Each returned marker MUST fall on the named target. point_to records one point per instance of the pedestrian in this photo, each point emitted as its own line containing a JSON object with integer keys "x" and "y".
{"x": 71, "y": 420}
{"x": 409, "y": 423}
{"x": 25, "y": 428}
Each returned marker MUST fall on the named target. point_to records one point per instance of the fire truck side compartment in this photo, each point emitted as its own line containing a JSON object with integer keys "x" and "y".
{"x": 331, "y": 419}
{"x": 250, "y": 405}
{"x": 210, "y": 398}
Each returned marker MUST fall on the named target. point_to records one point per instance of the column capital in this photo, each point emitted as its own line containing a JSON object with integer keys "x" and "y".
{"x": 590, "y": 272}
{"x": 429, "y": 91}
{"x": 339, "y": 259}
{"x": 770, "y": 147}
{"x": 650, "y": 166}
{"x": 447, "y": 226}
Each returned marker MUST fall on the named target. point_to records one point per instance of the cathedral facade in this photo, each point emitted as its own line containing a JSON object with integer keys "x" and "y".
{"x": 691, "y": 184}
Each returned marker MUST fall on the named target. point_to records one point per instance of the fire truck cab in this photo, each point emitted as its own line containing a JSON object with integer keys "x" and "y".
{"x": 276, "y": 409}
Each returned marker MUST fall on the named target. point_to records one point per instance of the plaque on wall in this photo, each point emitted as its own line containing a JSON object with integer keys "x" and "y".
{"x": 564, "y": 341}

+ + +

Please restate word for word the lines of the material above, beginning with the one that holds "fire truck cab" and ending with the last.

▸ Answer for the task
Each returned marker MUST fall on the named target. point_to records one point per instance of the fire truck cab in this photo, each point emitted as its own line containing a JSON object with integer keys "x" and "y".
{"x": 276, "y": 409}
Each returned marker MUST fall on the named target. point_to records one point per instance of the plaque on wall in this photo, each point emitted as its own line containing a JSON object with integer keys "x" and "y".
{"x": 564, "y": 341}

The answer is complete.